◆ Exercise prompt ◆
Output the full listing below exactly as it reads, and skip anything that is a picture.

※

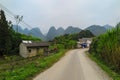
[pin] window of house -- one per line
(29, 50)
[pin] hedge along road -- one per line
(75, 65)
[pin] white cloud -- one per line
(46, 13)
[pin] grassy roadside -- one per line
(29, 70)
(106, 68)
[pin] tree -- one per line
(5, 35)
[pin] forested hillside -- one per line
(106, 47)
(9, 39)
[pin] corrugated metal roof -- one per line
(36, 44)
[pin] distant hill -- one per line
(60, 31)
(34, 31)
(72, 30)
(96, 29)
(52, 33)
(108, 27)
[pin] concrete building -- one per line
(84, 42)
(30, 49)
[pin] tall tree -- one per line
(5, 35)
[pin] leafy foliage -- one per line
(5, 35)
(9, 39)
(107, 48)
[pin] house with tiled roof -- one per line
(31, 48)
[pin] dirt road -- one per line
(75, 65)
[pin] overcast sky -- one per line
(64, 13)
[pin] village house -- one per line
(30, 48)
(84, 42)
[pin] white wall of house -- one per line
(23, 50)
(32, 52)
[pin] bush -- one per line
(107, 48)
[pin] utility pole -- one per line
(0, 14)
(18, 19)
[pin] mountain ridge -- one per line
(53, 32)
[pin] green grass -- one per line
(106, 68)
(29, 68)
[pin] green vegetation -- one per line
(9, 39)
(69, 41)
(106, 48)
(27, 68)
(65, 42)
(112, 74)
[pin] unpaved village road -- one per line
(75, 65)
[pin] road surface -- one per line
(75, 65)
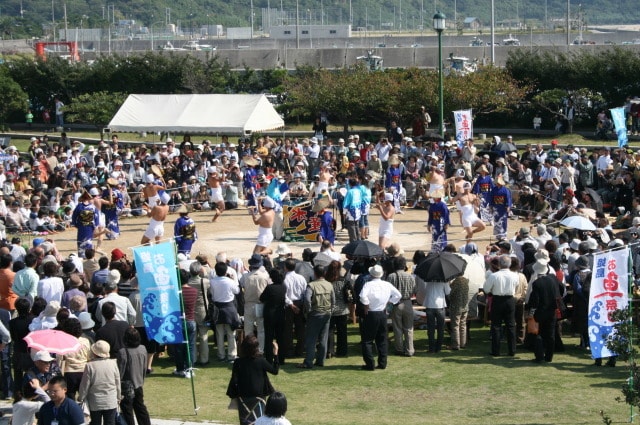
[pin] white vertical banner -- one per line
(609, 292)
(464, 125)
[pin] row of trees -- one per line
(531, 83)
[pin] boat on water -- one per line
(195, 45)
(510, 41)
(460, 65)
(371, 61)
(476, 42)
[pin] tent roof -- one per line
(196, 113)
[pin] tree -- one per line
(12, 98)
(95, 108)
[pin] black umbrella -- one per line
(596, 199)
(493, 155)
(434, 137)
(362, 249)
(505, 147)
(441, 267)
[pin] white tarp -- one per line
(196, 113)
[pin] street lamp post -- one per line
(439, 20)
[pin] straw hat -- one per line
(250, 161)
(101, 349)
(321, 204)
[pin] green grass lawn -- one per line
(463, 387)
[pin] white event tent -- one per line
(196, 113)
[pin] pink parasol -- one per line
(53, 341)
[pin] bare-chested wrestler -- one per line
(468, 202)
(99, 202)
(323, 180)
(215, 179)
(456, 182)
(263, 216)
(436, 179)
(151, 189)
(158, 213)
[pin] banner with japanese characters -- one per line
(609, 292)
(464, 126)
(300, 223)
(620, 123)
(159, 292)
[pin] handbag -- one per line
(259, 311)
(533, 327)
(127, 390)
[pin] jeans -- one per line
(202, 336)
(251, 322)
(317, 332)
(338, 324)
(503, 309)
(7, 380)
(186, 360)
(103, 417)
(128, 407)
(459, 330)
(435, 322)
(402, 322)
(352, 229)
(232, 350)
(374, 329)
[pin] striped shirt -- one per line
(404, 282)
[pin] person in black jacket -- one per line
(542, 304)
(249, 382)
(273, 298)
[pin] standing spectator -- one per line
(273, 297)
(254, 283)
(100, 385)
(501, 286)
(435, 302)
(402, 314)
(202, 284)
(51, 286)
(249, 382)
(340, 313)
(113, 330)
(296, 285)
(352, 206)
(458, 311)
(132, 364)
(72, 365)
(375, 295)
(18, 329)
(60, 410)
(7, 296)
(274, 411)
(59, 112)
(124, 309)
(319, 300)
(542, 307)
(223, 292)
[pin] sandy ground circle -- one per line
(235, 233)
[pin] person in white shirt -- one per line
(124, 309)
(375, 296)
(435, 303)
(50, 287)
(223, 292)
(294, 323)
(502, 285)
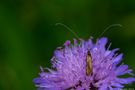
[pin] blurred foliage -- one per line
(28, 35)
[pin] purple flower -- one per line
(85, 66)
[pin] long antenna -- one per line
(67, 29)
(108, 28)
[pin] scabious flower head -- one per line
(70, 64)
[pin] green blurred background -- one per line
(28, 35)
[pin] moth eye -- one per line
(88, 64)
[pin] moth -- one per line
(88, 63)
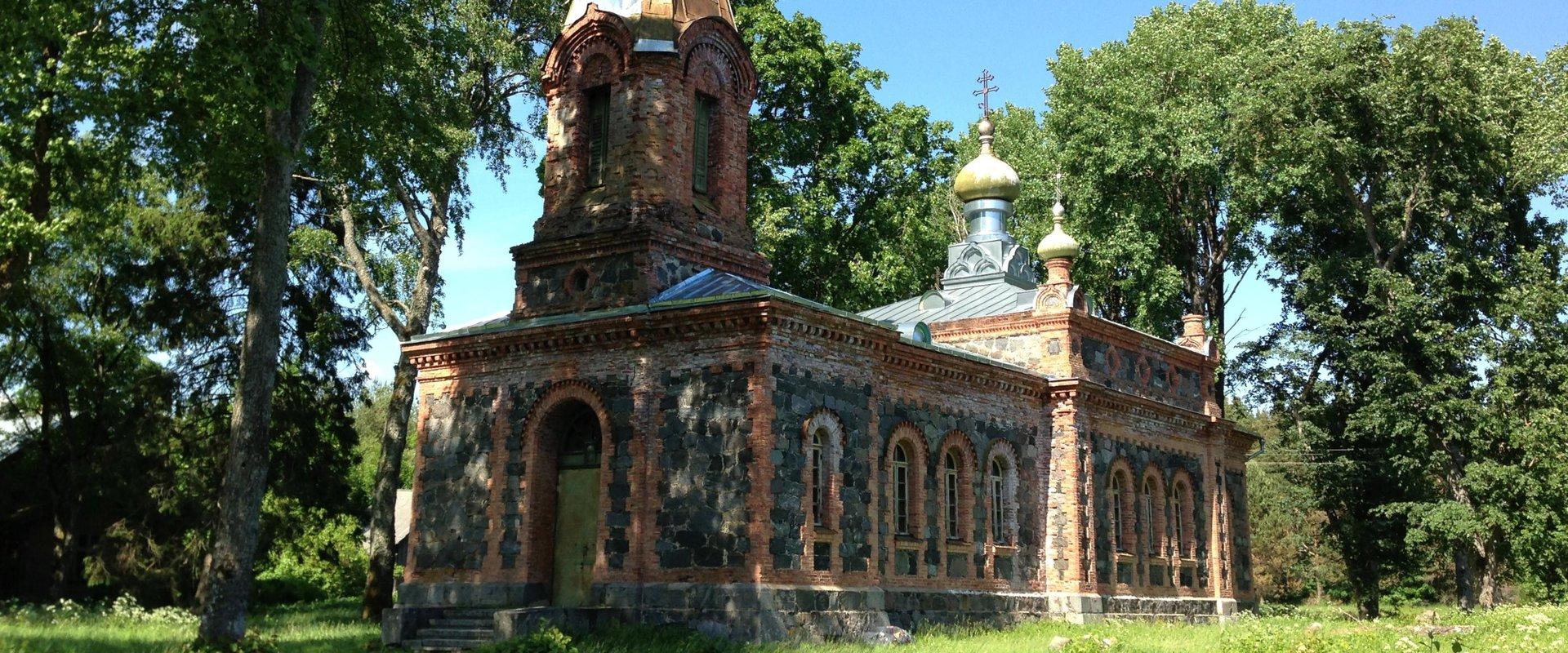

※

◆ Result for this task ◆
[pin] window of house -- one per line
(29, 50)
[pin] hedge along road -- one per line
(75, 65)
[pin] white cloud -- one per line
(46, 13)
[pin] grassy roadside -- one per line
(29, 70)
(106, 68)
[pin] tree -- one per line
(5, 35)
[pin] forested hillside -- one per line
(106, 47)
(9, 39)
[pin] corrugated metal roof -- one per line
(36, 44)
[pin] distant hill -- one per line
(60, 31)
(34, 31)
(72, 30)
(96, 29)
(52, 33)
(108, 27)
[pin] concrete building -- one per line
(84, 42)
(30, 49)
[pin] tall tree -- one per line
(5, 35)
[pin] leafy foliage -- one per line
(5, 35)
(9, 39)
(107, 48)
[pin] house with tiled roof -- one per line
(31, 48)
[pin] dirt road -- one per line
(75, 65)
[pin] overcast sky -- one per line
(64, 13)
[pin] village house -- one per line
(30, 48)
(84, 42)
[pin] white wall of house -- one per line
(23, 50)
(32, 52)
[pin] bush -- one per line
(107, 48)
[pin] utility pole -- one per line
(0, 14)
(18, 19)
[pin] mountain ridge -- one per line
(53, 32)
[pin] green grass -- one per line
(106, 68)
(29, 68)
[pin] green vegetation -- one per line
(9, 39)
(69, 41)
(106, 48)
(27, 68)
(65, 42)
(112, 74)
[pin] unpaved village road -- one per line
(75, 65)
[pin] road surface -- one per line
(75, 65)
[pin] white vertical banner -- one per line
(609, 292)
(464, 125)
[pin] row of trees -- one per line
(531, 83)
[pin] boat on water -- one per line
(195, 45)
(510, 41)
(460, 65)
(371, 61)
(476, 42)
[pin] tent roof -- one per line
(196, 113)
[pin] tree -- one per line
(12, 98)
(95, 108)
[pin] black umbrella -- one per line
(596, 199)
(493, 155)
(434, 137)
(362, 249)
(505, 147)
(441, 267)
[pin] white tarp -- one per line
(196, 113)
[pin] street lamp post -- one per line
(439, 20)
[pin] straw hat -- one per line
(250, 161)
(101, 349)
(321, 204)
[pin] green grass lawn -- one per line
(463, 387)
[pin] white event tent -- one per line
(196, 113)
[pin] pink parasol -- one per line
(53, 341)
[pin] bare-chested wrestler -- one per line
(468, 202)
(99, 202)
(323, 180)
(215, 179)
(456, 182)
(263, 216)
(436, 179)
(151, 189)
(158, 213)
[pin] banner with japanese characters -- one per line
(609, 292)
(464, 126)
(300, 223)
(620, 123)
(159, 292)
[pin] handbag -- one per line
(259, 311)
(533, 327)
(127, 390)
[pin] jeans -- one per line
(202, 336)
(251, 322)
(317, 332)
(338, 324)
(503, 309)
(7, 380)
(186, 360)
(103, 417)
(128, 407)
(459, 330)
(435, 322)
(402, 322)
(352, 229)
(232, 350)
(374, 329)
[pin] striped shirt -- one per line
(404, 282)
[pin] person in black jacket -- one per line
(542, 304)
(249, 382)
(273, 298)
[pin] standing spectator -- one per line
(273, 297)
(254, 283)
(100, 385)
(501, 286)
(435, 302)
(402, 314)
(202, 284)
(51, 286)
(249, 382)
(340, 313)
(113, 330)
(296, 285)
(352, 206)
(458, 311)
(132, 364)
(72, 365)
(375, 295)
(18, 329)
(60, 410)
(7, 296)
(274, 411)
(59, 112)
(124, 309)
(319, 300)
(542, 307)
(223, 292)
[pin] sandy ground circle -- one per line
(235, 233)
[pin] person in white shirt -- one per line
(124, 309)
(375, 296)
(435, 303)
(50, 287)
(223, 292)
(294, 323)
(502, 285)
[pin] blurred foliage -- one per line
(28, 35)
[pin] purple flower -- one per line
(85, 66)
[pin] long antenna -- one per line
(67, 29)
(108, 28)
[pin] scabious flower head -- one per line
(70, 64)
[pin] green blurred background -- one per line
(28, 35)
[pin] moth eye -- one per line
(88, 64)
[pin] moth -- one per line
(88, 63)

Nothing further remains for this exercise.